*** DATA SUPPLIED

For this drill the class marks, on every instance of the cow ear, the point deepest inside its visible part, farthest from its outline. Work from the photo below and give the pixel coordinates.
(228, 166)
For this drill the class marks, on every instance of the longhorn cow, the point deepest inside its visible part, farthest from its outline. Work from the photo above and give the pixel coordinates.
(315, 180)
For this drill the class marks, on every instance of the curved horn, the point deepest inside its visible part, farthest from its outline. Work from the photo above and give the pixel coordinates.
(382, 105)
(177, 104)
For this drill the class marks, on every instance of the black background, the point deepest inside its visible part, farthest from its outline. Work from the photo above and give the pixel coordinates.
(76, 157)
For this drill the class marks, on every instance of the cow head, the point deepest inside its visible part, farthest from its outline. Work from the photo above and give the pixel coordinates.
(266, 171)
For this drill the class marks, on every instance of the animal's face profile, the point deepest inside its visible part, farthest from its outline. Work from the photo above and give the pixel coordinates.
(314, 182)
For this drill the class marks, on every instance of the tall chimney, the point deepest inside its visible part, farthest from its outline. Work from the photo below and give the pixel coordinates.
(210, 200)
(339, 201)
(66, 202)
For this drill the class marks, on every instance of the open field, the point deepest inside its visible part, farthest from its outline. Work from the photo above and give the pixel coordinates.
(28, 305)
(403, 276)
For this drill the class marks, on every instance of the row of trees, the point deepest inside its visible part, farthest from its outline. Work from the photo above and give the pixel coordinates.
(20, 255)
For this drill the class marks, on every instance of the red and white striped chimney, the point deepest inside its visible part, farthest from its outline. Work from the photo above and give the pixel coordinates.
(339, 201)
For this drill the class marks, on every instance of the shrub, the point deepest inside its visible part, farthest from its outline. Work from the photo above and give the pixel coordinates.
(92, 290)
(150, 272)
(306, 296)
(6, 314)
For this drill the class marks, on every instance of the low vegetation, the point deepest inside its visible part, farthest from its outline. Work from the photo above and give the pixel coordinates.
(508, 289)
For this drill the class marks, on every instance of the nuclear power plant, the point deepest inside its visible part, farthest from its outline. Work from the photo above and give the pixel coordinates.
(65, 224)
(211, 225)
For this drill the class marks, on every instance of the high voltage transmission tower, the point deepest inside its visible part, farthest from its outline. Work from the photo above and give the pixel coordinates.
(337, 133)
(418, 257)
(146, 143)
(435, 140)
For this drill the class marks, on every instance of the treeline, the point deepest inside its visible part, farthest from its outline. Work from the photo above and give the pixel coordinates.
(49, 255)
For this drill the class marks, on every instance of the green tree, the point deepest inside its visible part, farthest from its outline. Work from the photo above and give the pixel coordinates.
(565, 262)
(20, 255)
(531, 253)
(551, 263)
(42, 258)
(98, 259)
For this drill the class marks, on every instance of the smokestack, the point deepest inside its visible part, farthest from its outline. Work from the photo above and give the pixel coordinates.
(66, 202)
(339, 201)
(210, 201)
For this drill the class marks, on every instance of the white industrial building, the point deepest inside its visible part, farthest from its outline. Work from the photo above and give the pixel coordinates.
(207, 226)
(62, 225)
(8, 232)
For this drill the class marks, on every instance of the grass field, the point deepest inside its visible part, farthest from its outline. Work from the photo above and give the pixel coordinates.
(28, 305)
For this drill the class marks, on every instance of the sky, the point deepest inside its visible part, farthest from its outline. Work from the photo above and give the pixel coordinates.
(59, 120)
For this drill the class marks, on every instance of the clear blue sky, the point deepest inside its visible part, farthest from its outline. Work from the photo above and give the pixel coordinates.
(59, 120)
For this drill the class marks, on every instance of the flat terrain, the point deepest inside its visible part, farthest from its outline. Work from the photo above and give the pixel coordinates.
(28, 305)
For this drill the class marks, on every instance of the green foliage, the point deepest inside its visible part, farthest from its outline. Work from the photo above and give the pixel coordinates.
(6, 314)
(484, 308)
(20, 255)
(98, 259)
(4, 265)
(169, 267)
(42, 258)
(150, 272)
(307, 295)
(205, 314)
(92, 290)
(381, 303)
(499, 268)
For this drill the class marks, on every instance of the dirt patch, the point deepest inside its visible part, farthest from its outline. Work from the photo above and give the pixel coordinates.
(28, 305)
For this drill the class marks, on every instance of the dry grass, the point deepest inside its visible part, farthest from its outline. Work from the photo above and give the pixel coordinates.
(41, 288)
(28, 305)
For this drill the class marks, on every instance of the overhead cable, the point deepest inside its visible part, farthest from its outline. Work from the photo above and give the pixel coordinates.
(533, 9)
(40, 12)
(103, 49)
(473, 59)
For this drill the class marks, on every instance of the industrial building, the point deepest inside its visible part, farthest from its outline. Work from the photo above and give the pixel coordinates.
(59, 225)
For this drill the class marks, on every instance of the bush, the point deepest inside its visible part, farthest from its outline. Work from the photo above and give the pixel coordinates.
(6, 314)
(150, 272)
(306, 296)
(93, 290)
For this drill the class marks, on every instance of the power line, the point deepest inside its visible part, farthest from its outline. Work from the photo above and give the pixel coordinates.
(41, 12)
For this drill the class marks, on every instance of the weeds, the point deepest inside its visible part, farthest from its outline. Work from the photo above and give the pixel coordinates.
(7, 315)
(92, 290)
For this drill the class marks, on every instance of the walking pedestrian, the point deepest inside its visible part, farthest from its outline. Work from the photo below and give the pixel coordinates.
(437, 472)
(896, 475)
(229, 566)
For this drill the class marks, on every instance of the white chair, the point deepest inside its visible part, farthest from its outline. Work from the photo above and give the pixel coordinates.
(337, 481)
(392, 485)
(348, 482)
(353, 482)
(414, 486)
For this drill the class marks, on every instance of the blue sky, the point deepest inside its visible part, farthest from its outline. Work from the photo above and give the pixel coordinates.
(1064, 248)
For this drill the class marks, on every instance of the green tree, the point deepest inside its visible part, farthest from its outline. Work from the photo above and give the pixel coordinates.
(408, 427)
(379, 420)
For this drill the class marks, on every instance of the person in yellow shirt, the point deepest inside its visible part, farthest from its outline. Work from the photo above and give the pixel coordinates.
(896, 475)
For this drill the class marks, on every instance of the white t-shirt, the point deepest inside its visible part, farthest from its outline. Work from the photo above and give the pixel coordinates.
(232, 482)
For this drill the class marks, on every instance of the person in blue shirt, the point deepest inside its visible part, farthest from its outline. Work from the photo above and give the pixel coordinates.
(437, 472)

******

## WHAT YOU HAVE TO DO
From the "person in yellow" line to the close of the listing, restate each line word for word.

## RESULT
For this drill the class marks, on every instance of the person in yellow shirt, the point deepest inside its visible part, farthest from its outline. Work from the photo above and give the pixel coordinates.
(896, 475)
For this drill the class marks, on every instance of the white t-shirt, the point deepest inside its visible part, farthest from its outline. Work from the photo above and give the pixel coordinates.
(232, 482)
For this drill the class marks, on every instance of the person in blue shirt, the point deepest inside its visible part, farthest from its outline. Work from the photo above and give the pixel coordinates.
(437, 472)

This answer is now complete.